| What is expected |
Could you reproduce the records from the line with "Confirm that each instance of the blue" to the line with "[[107, 123]]", swapping "Target" for "Object" and leaving everything else unchanged?

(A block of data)
+-------+
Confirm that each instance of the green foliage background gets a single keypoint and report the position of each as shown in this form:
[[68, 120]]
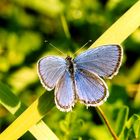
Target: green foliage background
[[24, 25]]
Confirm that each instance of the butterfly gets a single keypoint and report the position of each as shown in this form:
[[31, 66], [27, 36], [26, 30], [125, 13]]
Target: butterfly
[[79, 79]]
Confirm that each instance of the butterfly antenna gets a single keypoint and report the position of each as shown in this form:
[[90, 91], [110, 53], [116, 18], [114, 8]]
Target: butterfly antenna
[[46, 41], [82, 46]]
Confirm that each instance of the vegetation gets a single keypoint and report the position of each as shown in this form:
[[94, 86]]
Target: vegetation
[[24, 26]]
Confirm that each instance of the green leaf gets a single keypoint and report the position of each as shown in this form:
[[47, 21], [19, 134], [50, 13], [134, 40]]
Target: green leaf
[[132, 129], [16, 107], [122, 119]]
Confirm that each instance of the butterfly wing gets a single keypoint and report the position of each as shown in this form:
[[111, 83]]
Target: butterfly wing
[[104, 60], [50, 70], [90, 88], [64, 93]]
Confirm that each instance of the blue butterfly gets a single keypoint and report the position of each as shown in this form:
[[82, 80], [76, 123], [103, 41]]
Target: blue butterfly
[[79, 79]]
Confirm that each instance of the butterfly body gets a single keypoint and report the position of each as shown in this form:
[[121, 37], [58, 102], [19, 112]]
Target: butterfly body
[[79, 79]]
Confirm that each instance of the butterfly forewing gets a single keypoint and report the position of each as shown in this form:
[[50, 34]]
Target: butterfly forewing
[[90, 88], [104, 60], [50, 70], [64, 93]]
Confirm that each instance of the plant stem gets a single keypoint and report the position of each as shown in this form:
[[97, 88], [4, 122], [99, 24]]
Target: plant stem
[[107, 123]]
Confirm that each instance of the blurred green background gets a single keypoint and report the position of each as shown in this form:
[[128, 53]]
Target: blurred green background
[[26, 24]]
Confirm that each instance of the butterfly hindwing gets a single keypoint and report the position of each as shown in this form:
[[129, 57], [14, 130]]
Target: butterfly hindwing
[[90, 88], [50, 70], [104, 60], [64, 92]]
+-------+
| Output of the exercise |
Confirm that each instance of the blue butterfly gets a single keypoint and report the position of each as shown in this form:
[[82, 80], [76, 123], [103, 41]]
Object: blue butterfly
[[79, 79]]
Confirm that each instance of the butterfly body gets a single keypoint and report the position of each as shown in this form:
[[121, 37], [58, 102], [19, 112]]
Object: butterfly body
[[79, 79]]
Confirm that each instance of the butterfly forewing gets a single keypoint and report the position of each as shown in this form:
[[50, 34]]
Object: butterfly forewing
[[90, 88], [104, 60], [50, 70], [64, 93]]
Confirm that each instance of the plant stem gets a single keypoint and report the position of each as shown in this form:
[[97, 88], [4, 122], [99, 24]]
Object: plant stem
[[107, 123]]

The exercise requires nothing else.